Text under study:
· · · · · · ·

A&E waits in Labour-run Welsh NHS get worse
Accident & Emergency waiting times in the Labour-run NHS got worse in September 2014, new figures published today show.
Just 86.3% of patients spent less than four hours waiting to be seen in Welsh A&E departments until admission, transfer or discharge.
Labour’s target is 95%, but this hasn’t been met once since Carwyn Jones became First Minister five years ago.
Welsh Labour Ministers also have a target that no patient will wait more than 12 hours for admission, transfer or discharge in A&E, but in September almost 1,500 patients were forced to wait at least that long.
Patients in North Wales face the longest waits as the Betsi Cadwaladr University Health Board was the worst performing of the seven health boards.
Darren Millar AM, Shadow Minister for Health, said, “After 15 years of successive Labour governments in Wales, patients are still waiting far too long to be seen in Accident & Emergency departments.
“Labour’s A&E waiting time targets haven’t been met once since Carwyn Jones became First Minister five years ago and the figures are actually getting worse.
“It is distressing that children, the elderly and other vulnerable patients are waiting in A&E for over four hours, and in some cases over 12 hours to be treated.
“There are major pressures in unscheduled care partly due to Labour’s legacy of record-breaking NHS budget cuts, which have placed intolerable pressure on hardworking frontline staff.
“As we head into the winter months Labour Ministers must get to grips with the problems in A&E to ensure that Welsh patients receive the treatment they need as speedily as possible to minimise discomfort and maximise a patient’s prospects for recovery.”

· · · · · · ·

Source information:
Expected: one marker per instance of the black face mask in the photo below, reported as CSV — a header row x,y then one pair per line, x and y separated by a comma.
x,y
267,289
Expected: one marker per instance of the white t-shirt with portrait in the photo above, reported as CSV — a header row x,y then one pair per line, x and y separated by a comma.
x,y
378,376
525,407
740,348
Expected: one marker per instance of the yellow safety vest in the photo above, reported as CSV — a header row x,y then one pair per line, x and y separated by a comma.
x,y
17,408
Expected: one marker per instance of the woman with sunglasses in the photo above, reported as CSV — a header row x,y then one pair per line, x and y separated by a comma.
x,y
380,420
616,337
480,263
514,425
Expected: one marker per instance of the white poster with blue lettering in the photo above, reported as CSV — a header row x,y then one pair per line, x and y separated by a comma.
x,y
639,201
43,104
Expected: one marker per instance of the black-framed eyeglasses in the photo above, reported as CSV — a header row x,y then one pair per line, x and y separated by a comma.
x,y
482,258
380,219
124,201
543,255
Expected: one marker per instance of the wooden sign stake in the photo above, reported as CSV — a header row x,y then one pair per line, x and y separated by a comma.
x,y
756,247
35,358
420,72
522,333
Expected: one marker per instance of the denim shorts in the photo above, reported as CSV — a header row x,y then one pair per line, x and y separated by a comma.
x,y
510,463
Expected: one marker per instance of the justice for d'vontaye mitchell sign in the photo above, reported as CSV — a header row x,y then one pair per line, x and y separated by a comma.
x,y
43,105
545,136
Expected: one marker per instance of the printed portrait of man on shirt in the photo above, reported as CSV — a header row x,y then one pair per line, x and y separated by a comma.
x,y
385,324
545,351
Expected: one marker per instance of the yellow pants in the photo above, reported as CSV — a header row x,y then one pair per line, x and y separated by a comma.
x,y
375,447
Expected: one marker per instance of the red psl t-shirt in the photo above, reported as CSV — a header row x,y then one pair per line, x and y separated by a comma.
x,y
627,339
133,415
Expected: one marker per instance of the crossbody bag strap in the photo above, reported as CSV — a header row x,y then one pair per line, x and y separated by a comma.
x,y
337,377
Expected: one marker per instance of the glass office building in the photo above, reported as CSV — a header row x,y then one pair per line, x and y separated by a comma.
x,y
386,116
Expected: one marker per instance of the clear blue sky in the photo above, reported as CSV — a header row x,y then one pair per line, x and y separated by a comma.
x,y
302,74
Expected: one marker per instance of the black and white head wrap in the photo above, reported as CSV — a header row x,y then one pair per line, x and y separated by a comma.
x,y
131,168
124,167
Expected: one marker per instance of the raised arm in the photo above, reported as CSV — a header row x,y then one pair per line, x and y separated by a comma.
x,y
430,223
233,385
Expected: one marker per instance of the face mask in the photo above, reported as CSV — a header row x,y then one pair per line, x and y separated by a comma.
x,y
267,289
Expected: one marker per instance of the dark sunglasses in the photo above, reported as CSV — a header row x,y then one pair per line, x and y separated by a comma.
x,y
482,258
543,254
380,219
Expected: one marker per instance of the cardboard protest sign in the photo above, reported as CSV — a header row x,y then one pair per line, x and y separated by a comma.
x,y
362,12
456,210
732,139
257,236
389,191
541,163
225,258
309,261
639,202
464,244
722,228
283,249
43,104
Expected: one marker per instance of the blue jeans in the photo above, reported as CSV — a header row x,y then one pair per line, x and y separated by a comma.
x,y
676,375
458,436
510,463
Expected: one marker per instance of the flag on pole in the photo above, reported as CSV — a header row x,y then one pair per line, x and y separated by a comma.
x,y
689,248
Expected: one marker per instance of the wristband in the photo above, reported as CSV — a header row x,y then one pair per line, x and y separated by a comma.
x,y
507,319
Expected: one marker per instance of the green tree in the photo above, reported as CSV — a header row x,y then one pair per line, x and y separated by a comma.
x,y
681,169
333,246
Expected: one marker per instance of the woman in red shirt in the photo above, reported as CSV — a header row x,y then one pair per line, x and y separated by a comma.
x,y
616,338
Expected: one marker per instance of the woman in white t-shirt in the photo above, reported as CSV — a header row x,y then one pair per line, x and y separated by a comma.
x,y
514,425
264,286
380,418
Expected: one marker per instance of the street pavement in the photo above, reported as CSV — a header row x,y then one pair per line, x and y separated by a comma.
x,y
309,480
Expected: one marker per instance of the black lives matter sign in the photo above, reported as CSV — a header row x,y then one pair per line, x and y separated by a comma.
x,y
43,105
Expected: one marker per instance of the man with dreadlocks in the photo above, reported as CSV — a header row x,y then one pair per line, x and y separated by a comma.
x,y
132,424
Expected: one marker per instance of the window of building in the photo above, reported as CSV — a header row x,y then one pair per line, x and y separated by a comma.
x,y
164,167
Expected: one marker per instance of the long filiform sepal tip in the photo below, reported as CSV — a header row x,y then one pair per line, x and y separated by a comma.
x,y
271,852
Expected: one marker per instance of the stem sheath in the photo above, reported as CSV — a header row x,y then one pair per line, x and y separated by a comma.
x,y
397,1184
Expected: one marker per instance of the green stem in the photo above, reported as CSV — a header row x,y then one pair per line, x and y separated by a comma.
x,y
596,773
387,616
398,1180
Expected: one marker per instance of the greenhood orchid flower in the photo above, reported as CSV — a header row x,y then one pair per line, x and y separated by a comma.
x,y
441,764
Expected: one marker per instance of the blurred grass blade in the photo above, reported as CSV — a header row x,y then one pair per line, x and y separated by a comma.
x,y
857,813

· · · · · · ·

Tasks and exercises:
• 1. Set down the passage from the article on Welsh A&E waiting times that opens with the words containing "Patients in North" and closes with "Accident & Emergency departments.", copying it word for word.
• 2. According to the article on Welsh A&E waiting times, which of the seven health boards performed worst?

Task-by-task results:
• 1.
Patients in North Wales face the longest waits as the Betsi Cadwaladr University Health Board was the worst performing of the seven health boards.
Darren Millar AM, Shadow Minister for Health, said, “After 15 years of successive Labour governments in Wales, patients are still waiting far too long to be seen in Accident & Emergency departments.

• 2. The Betsi Cadwaladr University Health Board.